Following the decision of the UK Government Defra to close their website for publishing CAP
beneficiary data on a UK basis, we have introduced and passed the Rural Support (Simplification and
Improvement) (Data Publication) (Scotland) Regulations 2025 (the “2025 Regulations”) that came into
force on 1 January 2026 to make our own arrangements for Scotland.
The 2025 Regulations will enable the CAP beneficiary data for Scotland to be published by 30 June
each year for the preceding financial year and to remain available on the Scottish Government website for two years from the date of their initial publication”.
Far from delivering ‘full transparency’, the new regulations (see here) appear to replicate the DEFRA scheme. As a consequence information about payments made to rural landowners will still only remain public for two years. This means the total amount that the Scottish Government has awarded over the years to estates like North Morar will remain hidden from the public and will still only be possible to establish through generally time consuming and lengthy information requests (see below). Making the rural payments history public would also improve transparency about changes in land-use. For example, it would help show when the North Morar estate, which is recorded in the Registers of Scotland as the North Morar Deer Forest, and appears once to have been managed as a stalking estate, first took up farming.
Unfortunately, the response from SGRPID does not reveal where the rural payments data for Scotland,which is due to be made public by the end of the month, will be published. It also remains to be seen whether the Scottish Goverment’s rural payments data base is any more user-friendly than DEFRA’s. One of the major limitations of the DEFRA database was that to find out whether a payment had been made for an area of land, you needed to know the name of the beneficiary or their postcode. Searching postcodes is like looking for a needle in a haystack – the recipients of the rural payments to the North Morar Estate in 2024 have a postcode in Gloucestershire, GL56! – while establishing the names of recipients often requires guesswork. Unless the new SGRPID database is linked to geographical information systems and enables the public to do map searches for payments, much of the little information that is published will continue to remain hidden from the public.

DATASET EXTRACT:
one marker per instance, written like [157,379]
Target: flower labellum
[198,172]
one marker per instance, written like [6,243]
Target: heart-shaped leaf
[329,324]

SET EXERCISE 1: Sum up the text on publishing Scotland's rural payments data in two sentences.
SET EXERCISE 2: Pick up the text on publishing Scotland's rural payments data from its final sentence and carry it on.
The material that comes with this page isn't needed for what follows.

OUTPUT 1: Scotland's 2025 Regulations, which took effect on 1 January 2026 after Defra closed its UK-wide website, require CAP beneficiary data to be published by 30 June each year and kept online for only two years, much like the Defra scheme. Because of this, long-term totals paid to estates such as North Morar stay hidden, and unless the new database allows map searches instead of relying on beneficiary names or postcodes, much of the published information will remain hard for the public to find.

OUTPUT 2:
Rural payments and muirburn in North Morar
On 4th June I received a slightly laboured response (see here) to my second information request of 7th May which I had sent to the local office of the Scottish Government’s Rural Payment and Enforcement division in Portree. This started by stating:
‘A search of our system has identified that a beneficiary in the name North Morar Estates received Basic Payment Scheme, Greening, Less Favoured Area Support and Scottish Upland Sheep Support
scheme payments in respect of the 2025 scheme year. The 2026 Single Application Form window
closed on 15 May 2026 and these applications have not yet been processed’.
The amounts of the 2025 payments to the North Morar estate was not provided, presumably because the information will be published at the end of June. The headings given for the payments are slightly different to those published by DEFRA in 2024. The new heading of ‘Scottish Upland Sheep Support’ is significant given that much muirburn in the west of Scotland appears to be carried out to improve sheep grazing.
I had also asked in my information request about payments to the two other main landholdings on North Morar:
‘No payments have been made to beneficiaries in the name of Nevis Estate or Bracora Crofters Ltd.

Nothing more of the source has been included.